Can you quote the lines below exactly, starting at the line with "Point out the handwritten" and going through the last one?

..........

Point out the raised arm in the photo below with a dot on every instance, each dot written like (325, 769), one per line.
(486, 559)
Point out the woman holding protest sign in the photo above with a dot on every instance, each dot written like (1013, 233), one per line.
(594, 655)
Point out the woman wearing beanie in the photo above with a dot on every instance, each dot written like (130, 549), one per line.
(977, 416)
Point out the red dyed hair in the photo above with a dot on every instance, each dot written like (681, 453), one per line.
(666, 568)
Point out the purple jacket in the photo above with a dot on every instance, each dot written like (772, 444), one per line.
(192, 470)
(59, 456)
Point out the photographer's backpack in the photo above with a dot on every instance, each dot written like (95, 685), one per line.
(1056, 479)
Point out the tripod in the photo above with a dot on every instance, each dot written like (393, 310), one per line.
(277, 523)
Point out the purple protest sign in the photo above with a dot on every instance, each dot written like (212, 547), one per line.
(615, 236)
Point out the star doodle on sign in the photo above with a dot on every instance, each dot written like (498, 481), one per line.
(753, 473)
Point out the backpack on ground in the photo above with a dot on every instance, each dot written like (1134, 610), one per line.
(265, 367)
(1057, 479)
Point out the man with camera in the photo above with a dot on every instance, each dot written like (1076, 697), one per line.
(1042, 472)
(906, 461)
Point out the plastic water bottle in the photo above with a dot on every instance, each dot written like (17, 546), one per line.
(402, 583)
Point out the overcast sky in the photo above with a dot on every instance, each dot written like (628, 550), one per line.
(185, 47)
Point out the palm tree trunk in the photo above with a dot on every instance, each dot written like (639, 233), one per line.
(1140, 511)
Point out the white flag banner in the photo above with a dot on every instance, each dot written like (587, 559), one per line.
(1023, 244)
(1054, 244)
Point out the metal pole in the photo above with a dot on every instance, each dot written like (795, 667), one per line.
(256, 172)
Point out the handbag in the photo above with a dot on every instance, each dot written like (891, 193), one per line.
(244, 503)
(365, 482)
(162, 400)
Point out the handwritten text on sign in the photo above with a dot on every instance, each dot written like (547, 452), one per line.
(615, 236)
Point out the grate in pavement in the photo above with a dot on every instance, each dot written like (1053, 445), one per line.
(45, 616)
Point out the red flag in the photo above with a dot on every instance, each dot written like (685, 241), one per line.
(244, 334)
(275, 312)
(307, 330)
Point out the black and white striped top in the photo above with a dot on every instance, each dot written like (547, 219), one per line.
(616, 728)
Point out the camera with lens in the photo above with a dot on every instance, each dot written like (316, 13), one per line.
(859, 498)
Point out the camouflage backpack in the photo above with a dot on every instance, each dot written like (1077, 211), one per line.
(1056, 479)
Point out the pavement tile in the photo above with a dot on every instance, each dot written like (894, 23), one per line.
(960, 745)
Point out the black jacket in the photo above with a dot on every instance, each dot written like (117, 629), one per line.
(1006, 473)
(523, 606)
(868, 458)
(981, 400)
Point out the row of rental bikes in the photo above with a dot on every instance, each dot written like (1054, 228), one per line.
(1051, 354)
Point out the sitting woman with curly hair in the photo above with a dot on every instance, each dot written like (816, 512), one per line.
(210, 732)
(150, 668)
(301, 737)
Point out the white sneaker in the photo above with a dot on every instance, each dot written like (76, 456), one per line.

..........

* Exercise response *
Point out the handwritten text on sign in the photo above with a dot on every instance, each dot written like (547, 452), one per line.
(615, 236)
Point out the grate in pavement in the photo above with a dot on every instance, each dot written like (1053, 445), one per line.
(45, 616)
Point out the red flag in the photo above with a dot on every instance, each dot written like (685, 241), one per line.
(244, 334)
(275, 312)
(307, 330)
Point out the black and white striped top in the photo above with a dot on every instance, each dot written like (547, 219), one per line.
(616, 728)
Point out the camera with lens in the photo above with a dot on every instance, each dot written like (316, 13), one per line.
(859, 498)
Point out the camouflage backpack in the photo above with a dot on every instance, each dot written like (1077, 211), one per line.
(1056, 479)
Point out the pavement tile in the photo above with a dot on every instance, each dot written like (894, 23), one per line.
(960, 745)
Point out the black jacket in the photo above with a dot on every instance, each dot written like (117, 629), one per line.
(1006, 473)
(523, 606)
(868, 458)
(981, 400)
Point out the row of rental bikes in the photo above with a dot on every instance, each dot written like (1054, 228), one per line.
(1051, 354)
Point out the sitting woman with curly hair in the photo above with a dot on every instance, each dot written like (816, 512), one per line.
(210, 732)
(150, 668)
(301, 737)
Point out the white sneaker in the photo above with a dot on every instance, each dot written like (76, 456), one per line.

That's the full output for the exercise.